[Recorded data]
▼

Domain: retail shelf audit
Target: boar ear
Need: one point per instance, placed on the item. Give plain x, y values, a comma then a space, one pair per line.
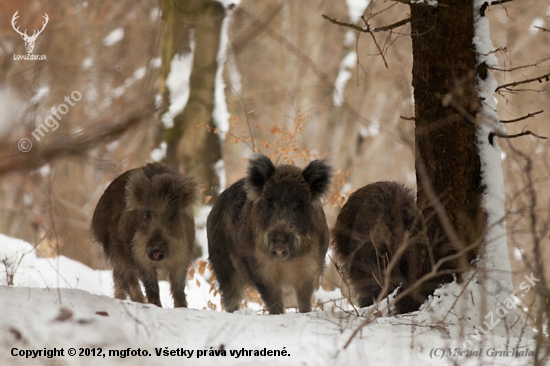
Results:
317, 174
136, 189
260, 169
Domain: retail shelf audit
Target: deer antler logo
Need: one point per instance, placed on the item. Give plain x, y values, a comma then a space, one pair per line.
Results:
29, 41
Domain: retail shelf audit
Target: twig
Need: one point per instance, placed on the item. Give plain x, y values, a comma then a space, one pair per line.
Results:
367, 29
523, 133
542, 29
536, 64
526, 81
529, 115
500, 2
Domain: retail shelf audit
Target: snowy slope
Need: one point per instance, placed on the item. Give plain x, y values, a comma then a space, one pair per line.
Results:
58, 303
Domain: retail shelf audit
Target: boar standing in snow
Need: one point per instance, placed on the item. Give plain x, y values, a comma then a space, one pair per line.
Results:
269, 229
144, 221
377, 225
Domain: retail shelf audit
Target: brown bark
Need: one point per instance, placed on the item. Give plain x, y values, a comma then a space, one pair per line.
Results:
191, 147
447, 158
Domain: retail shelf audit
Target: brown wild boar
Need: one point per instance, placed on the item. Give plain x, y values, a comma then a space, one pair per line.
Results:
379, 223
269, 230
144, 221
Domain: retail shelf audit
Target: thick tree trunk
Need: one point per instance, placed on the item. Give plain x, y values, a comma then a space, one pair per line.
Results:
192, 147
448, 168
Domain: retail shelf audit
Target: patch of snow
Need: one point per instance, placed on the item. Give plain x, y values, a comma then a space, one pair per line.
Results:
344, 74
156, 62
115, 36
178, 83
496, 283
155, 13
60, 303
87, 63
160, 152
356, 8
221, 113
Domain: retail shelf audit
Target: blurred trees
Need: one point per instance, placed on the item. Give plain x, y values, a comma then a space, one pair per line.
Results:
283, 63
192, 26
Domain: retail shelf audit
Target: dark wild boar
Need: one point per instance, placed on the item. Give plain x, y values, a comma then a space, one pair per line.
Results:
269, 230
144, 221
378, 224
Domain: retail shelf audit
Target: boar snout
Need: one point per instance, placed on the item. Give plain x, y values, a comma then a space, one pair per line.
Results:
280, 244
280, 253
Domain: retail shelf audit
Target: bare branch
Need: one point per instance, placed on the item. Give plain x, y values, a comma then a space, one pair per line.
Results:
367, 29
77, 144
536, 64
526, 81
529, 115
542, 29
523, 133
500, 2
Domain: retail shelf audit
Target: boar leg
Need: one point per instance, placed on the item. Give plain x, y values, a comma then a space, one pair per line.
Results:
232, 289
177, 286
126, 282
272, 298
304, 293
151, 284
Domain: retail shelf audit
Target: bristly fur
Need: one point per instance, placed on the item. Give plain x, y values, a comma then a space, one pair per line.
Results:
144, 221
318, 174
269, 230
260, 169
371, 229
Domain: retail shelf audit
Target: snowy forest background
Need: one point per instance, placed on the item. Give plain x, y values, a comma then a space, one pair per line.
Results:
286, 82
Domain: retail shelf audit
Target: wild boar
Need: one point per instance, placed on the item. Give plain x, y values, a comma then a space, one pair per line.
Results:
144, 221
269, 230
377, 225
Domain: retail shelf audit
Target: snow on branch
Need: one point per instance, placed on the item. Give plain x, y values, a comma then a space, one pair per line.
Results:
509, 86
529, 115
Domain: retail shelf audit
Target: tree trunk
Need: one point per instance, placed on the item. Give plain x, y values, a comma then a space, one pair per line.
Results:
448, 167
192, 147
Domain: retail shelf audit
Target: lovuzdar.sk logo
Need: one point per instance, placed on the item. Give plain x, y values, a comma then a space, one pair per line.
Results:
29, 40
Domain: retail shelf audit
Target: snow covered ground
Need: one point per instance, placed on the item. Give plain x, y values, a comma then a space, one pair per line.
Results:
58, 304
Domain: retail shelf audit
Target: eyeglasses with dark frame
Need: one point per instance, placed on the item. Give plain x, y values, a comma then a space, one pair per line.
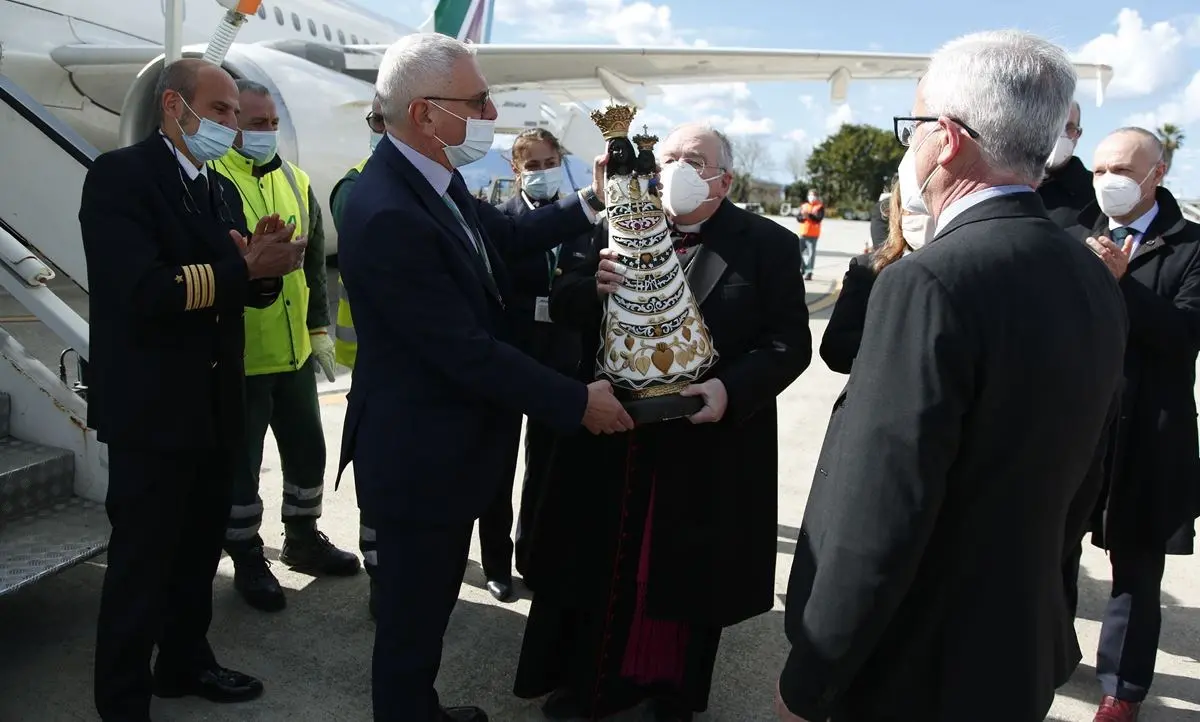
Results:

▲

**PROBLEM TO WORK ON**:
Please pick out and copy each line of the records above that contains the word "brown".

**RESULT**:
Target: brown bark
Target: brown wild boar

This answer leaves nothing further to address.